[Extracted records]

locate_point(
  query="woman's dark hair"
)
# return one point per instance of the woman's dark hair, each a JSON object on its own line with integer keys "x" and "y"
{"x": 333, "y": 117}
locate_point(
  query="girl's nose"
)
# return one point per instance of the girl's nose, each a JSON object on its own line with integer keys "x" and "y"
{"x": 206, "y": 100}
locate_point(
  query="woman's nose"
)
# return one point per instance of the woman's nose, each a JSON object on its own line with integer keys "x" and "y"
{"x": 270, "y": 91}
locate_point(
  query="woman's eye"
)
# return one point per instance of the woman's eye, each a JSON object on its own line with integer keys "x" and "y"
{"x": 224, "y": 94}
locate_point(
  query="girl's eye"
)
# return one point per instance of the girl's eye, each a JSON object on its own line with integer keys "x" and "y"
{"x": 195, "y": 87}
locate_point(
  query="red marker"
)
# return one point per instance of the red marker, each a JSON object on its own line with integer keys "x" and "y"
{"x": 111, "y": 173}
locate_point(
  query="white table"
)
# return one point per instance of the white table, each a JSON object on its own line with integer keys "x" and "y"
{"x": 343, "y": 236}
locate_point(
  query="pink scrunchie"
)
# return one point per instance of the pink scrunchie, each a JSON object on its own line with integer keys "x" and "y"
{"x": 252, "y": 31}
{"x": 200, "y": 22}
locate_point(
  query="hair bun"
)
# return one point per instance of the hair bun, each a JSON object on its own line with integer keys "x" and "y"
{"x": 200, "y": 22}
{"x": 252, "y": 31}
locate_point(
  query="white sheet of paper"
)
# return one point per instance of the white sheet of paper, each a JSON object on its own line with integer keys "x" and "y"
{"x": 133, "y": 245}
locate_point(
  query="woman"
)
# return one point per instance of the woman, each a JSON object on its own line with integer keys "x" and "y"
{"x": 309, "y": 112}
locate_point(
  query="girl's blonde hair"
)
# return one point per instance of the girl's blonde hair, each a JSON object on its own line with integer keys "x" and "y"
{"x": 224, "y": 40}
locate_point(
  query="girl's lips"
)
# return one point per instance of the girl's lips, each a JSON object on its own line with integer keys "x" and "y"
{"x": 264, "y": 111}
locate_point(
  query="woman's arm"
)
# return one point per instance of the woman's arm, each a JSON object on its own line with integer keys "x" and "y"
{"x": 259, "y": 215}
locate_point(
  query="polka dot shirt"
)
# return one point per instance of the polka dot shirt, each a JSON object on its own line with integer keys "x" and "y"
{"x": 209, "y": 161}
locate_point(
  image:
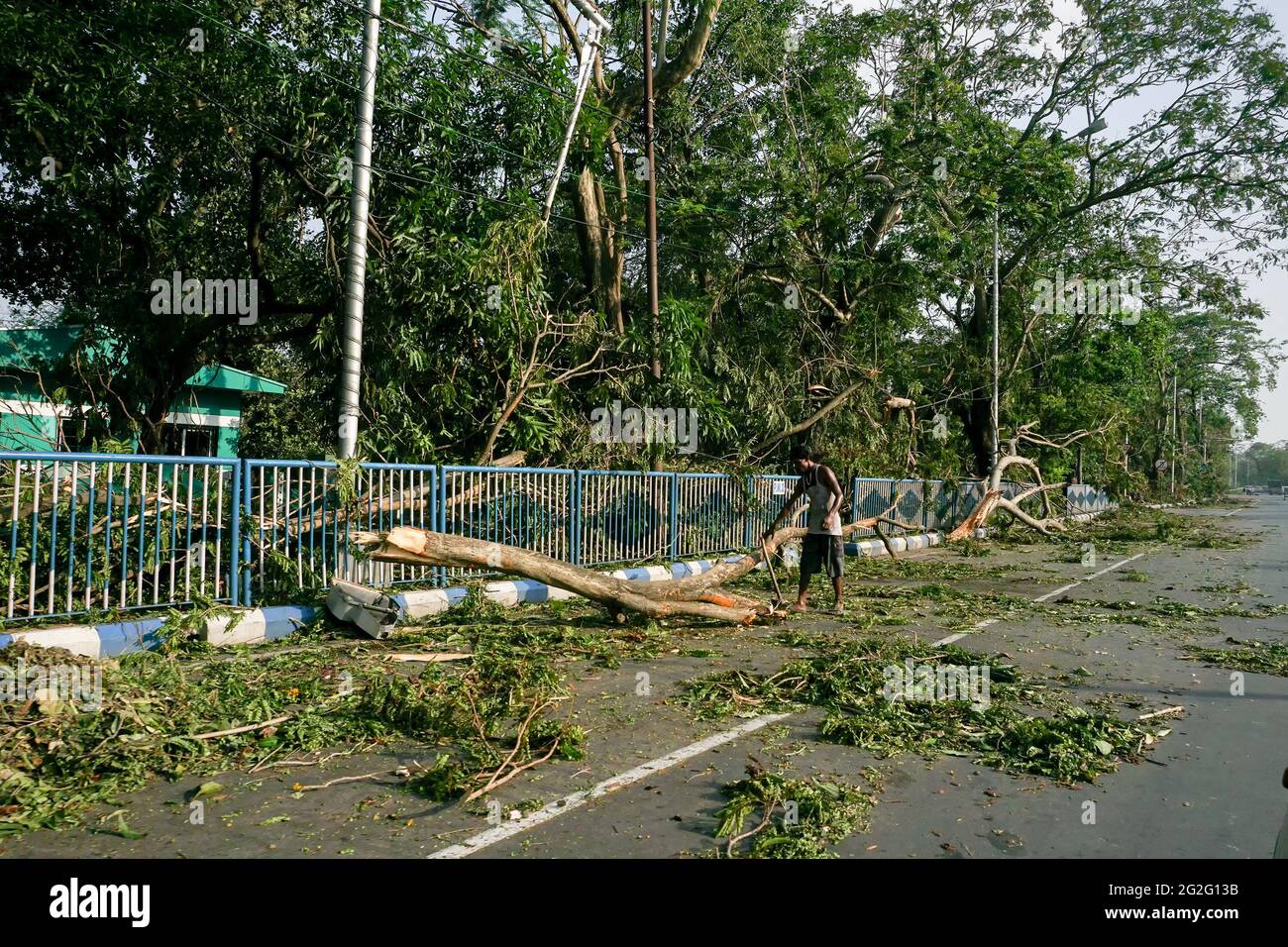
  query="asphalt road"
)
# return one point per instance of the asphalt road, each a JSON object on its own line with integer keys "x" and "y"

> **Task**
Show every line from the entries above in which "road" appears.

> **Solution below**
  query="asphalt road"
# return one point per instance of the asphalt road, each a JSON object on its own line with integer keys "x" and "y"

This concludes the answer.